[START OF INPUT DATA]

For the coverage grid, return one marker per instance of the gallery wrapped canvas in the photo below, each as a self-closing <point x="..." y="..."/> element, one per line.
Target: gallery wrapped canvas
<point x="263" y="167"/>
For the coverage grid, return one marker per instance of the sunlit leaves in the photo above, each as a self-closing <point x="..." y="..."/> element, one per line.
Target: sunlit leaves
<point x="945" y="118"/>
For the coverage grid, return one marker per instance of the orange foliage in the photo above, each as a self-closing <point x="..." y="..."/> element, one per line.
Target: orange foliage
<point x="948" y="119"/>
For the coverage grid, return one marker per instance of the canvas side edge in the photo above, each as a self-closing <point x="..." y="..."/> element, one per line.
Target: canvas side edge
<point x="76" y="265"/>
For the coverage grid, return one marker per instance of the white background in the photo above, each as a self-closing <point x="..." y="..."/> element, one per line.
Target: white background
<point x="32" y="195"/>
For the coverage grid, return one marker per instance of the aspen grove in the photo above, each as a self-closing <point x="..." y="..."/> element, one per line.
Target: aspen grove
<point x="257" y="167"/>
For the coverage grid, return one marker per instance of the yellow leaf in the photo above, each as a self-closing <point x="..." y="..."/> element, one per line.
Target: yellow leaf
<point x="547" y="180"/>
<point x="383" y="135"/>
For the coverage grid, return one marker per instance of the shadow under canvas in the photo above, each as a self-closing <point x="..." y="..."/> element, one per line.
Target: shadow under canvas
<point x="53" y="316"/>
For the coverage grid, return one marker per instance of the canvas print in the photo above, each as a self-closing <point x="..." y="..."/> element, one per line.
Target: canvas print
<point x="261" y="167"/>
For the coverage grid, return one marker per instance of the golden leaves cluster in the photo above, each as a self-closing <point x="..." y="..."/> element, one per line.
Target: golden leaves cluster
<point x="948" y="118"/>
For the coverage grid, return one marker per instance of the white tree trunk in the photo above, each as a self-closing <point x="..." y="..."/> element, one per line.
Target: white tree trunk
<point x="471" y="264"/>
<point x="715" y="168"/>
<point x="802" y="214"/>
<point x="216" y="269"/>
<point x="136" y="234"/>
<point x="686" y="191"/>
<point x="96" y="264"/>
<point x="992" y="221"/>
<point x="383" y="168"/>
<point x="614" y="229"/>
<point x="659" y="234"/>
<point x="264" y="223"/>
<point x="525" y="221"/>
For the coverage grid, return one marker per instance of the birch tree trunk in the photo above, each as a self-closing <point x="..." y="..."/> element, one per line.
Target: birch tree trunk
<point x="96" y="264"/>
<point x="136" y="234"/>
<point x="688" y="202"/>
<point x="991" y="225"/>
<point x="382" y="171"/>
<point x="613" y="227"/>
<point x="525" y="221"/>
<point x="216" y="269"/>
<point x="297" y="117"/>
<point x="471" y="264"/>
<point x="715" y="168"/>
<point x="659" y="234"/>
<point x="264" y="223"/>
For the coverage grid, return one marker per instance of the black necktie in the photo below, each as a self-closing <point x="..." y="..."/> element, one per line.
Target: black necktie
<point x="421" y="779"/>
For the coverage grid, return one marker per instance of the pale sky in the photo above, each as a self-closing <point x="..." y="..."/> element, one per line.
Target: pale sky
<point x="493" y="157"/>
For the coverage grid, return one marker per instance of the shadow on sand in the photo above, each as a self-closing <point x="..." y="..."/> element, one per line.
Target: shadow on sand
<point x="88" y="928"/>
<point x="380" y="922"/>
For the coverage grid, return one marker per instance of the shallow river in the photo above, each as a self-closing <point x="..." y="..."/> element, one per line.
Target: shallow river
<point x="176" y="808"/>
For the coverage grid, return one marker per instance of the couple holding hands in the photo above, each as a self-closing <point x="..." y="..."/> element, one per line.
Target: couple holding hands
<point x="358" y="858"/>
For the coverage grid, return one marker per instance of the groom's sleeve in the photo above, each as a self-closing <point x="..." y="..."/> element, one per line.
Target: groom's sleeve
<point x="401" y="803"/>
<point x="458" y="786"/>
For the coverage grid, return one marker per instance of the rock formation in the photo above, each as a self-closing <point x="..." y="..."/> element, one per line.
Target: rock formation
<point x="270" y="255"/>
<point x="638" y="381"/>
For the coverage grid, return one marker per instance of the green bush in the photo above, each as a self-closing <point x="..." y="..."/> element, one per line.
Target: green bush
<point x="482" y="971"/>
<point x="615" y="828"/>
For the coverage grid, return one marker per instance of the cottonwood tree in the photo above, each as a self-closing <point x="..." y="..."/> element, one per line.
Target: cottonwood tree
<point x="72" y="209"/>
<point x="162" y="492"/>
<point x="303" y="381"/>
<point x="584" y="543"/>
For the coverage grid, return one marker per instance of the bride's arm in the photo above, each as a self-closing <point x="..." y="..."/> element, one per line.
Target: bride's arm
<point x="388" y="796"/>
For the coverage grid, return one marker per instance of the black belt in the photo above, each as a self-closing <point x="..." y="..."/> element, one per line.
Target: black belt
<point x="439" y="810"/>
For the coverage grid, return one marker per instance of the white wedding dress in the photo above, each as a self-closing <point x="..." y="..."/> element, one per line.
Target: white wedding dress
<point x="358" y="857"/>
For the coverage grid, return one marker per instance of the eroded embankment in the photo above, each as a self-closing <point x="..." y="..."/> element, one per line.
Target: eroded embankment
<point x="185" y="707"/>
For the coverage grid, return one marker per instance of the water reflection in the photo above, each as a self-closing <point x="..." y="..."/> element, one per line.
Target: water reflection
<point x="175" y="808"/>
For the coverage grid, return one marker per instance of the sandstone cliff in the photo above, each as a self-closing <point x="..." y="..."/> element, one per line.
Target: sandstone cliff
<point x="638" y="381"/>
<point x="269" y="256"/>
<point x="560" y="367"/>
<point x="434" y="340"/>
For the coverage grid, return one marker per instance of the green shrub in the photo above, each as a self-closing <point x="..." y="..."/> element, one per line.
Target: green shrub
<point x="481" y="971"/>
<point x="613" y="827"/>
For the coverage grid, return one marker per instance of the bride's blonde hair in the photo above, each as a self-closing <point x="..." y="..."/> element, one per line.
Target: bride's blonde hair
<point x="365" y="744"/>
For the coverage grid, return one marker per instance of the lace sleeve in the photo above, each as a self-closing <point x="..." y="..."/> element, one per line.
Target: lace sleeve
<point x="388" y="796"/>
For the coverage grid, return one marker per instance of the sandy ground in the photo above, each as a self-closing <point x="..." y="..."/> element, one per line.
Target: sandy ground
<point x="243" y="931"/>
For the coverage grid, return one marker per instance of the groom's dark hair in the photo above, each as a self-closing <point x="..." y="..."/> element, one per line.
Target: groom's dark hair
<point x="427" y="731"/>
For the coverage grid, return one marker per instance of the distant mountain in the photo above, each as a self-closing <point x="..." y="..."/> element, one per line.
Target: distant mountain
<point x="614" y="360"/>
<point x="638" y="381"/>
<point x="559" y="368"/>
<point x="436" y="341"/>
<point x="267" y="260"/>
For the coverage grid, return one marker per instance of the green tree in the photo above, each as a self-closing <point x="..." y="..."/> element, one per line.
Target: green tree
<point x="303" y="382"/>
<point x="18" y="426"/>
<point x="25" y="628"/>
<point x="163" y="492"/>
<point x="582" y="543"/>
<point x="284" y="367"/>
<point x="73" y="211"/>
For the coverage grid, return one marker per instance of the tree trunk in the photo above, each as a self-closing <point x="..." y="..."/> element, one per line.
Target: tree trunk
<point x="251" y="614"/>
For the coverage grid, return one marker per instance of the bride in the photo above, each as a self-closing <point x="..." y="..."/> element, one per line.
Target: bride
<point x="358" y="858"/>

[END OF INPUT DATA]

◆ **REQUIRED TASK**: Give again only the lines starting at the one that contains "of the distant" and running to the end of the data.

◆ **OUTPUT FOR THIS EXERCISE**:
For the coverage grid, return one marker per instance of the distant mountain in the photo above, each as a self-closing <point x="..." y="..."/> element, one per line.
Target: distant mountain
<point x="614" y="360"/>
<point x="638" y="381"/>
<point x="559" y="368"/>
<point x="436" y="341"/>
<point x="267" y="260"/>
For the coverage grid, return one marker per instance of the green tree in the photo above, each as a self-closing <point x="..." y="..."/> element, one per line.
Target: green tree
<point x="303" y="382"/>
<point x="18" y="426"/>
<point x="25" y="628"/>
<point x="163" y="492"/>
<point x="582" y="543"/>
<point x="284" y="367"/>
<point x="73" y="211"/>
For the coverage grid, return one marker per instance of the tree trunk in the photo above, each as a self-closing <point x="..." y="..."/> element, one per line.
Target: tree trunk
<point x="251" y="614"/>
For the coverage grid, return one marker per instance of the bride in the photo above, each as a self-closing <point x="..." y="..."/> element, one per line.
Target: bride
<point x="358" y="858"/>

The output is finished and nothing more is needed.